• Directions: Write the next part of the page on Buckaroo's tricky test DataFrames, starting after its last sentence.

• Document:
** start **
The Dastardly DataFrames¶
The DDD is used extensively in Buckaroo’s unit test suite. At a minimum, all DataFrames display in some way unless otherwise noted. Most display with full features — there are a couple of rough edges, but having a comprehensive test set is a very helpful start.
Each section below shows the exact function from buckaroo.ddd_library
that creates the DataFrame, explains why it’s tricky, and renders it live
in a buckaroo static embed.
pip install buckaroo
from buckaroo.ddd_library import *
Infinity and NaN¶
# from buckaroo/ddd_library.py
def df_with_infinity() -> pd.DataFrame:
return pd.DataFrame({'a': [np.nan, np.inf, np.inf * -1]})
df_with_infinity()
Three non-numeric values that pop up in numeric columns: a missing value, positive infinity, and negative infinity. Many viewers display all three as blank or “NaN”. Buckaroo distinguishes them.
This also tests whether summary stats (mean, min, max) handle infinity
correctly — they should, because np.inf is a valid float, not missing
data.
Really Big Numbers¶
# from buckaroo/ddd_library.py
def df_with_really_big_number() -> pd.DataFrame:
return pd.DataFrame({"col1": [9999999999999999999, 1]})
df_with_really_big_number()
Python integers have arbitrary precision. JavaScript’s Number type has
53 bits of integer precision (Number.MAX_SAFE_INTEGER = 9007199254740991).
** end **
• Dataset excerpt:
** start **
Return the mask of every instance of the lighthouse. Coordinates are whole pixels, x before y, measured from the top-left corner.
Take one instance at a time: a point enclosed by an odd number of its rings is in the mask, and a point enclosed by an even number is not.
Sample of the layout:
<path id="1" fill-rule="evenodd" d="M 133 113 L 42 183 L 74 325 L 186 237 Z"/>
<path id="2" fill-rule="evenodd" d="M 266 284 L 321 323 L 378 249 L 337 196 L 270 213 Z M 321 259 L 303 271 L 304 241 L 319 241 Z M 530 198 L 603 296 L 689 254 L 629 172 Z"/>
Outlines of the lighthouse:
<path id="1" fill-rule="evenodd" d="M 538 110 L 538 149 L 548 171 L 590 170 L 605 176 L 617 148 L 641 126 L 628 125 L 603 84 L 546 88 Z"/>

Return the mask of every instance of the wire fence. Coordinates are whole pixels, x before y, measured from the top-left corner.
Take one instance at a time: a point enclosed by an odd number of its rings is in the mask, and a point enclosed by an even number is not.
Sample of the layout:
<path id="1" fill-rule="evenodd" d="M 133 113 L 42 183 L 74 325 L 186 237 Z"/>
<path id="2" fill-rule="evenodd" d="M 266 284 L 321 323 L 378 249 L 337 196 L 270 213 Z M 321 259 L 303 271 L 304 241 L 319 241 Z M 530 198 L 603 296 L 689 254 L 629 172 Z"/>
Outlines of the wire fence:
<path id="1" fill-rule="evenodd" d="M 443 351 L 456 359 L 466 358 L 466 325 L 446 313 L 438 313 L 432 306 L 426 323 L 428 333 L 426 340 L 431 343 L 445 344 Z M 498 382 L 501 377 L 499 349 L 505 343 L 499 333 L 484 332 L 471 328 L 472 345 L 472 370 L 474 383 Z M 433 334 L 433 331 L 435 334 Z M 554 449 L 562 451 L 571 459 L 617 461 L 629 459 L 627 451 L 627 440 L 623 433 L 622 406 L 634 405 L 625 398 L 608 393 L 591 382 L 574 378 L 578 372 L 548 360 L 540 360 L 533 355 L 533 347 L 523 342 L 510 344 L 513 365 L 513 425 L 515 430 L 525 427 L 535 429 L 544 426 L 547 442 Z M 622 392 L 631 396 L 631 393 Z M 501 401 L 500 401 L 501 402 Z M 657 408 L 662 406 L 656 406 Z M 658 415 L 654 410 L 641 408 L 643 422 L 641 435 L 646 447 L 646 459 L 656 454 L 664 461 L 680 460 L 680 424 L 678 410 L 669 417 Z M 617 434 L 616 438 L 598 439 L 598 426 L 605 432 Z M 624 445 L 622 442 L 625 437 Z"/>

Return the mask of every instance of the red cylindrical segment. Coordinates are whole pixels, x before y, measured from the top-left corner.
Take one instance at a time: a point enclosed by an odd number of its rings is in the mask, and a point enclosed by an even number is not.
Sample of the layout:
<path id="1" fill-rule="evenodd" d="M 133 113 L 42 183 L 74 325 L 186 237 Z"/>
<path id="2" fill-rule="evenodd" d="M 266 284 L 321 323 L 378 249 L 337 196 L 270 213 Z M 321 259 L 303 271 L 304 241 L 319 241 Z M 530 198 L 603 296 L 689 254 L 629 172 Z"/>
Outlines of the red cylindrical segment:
** end **
• Task answer:
The value 9999999999999999999 exceeds this — if you naively convert it to a
JS number, it silently rounds to 10000000000000000000.
Buckaroo detects values above MAX_SAFE_INTEGER and preserves them as
strings to maintain exact precision. This matters for database primary keys,
blockchain transaction IDs, and any system that uses 64-bit integers.
Column Named “index”¶
# from buckaroo/ddd_library.py
def df_with_col_named_index() -> pd.DataFrame:
return pd.DataFrame({
'a': ["asdf", "foo_b", "bar_a", "bar_b", "bar_c"],
'index': ["7777", "ooooo", "--- -", "33333", "assdf"]})
df_with_col_named_index()
When you call df.reset_index(), pandas creates a column called index.
Many widgets break because they confuse this column with the DataFrame’s
actual index. Buckaroo handles the ambiguity by internally renaming columns
to a, b, c... and mapping back via orig_col_name.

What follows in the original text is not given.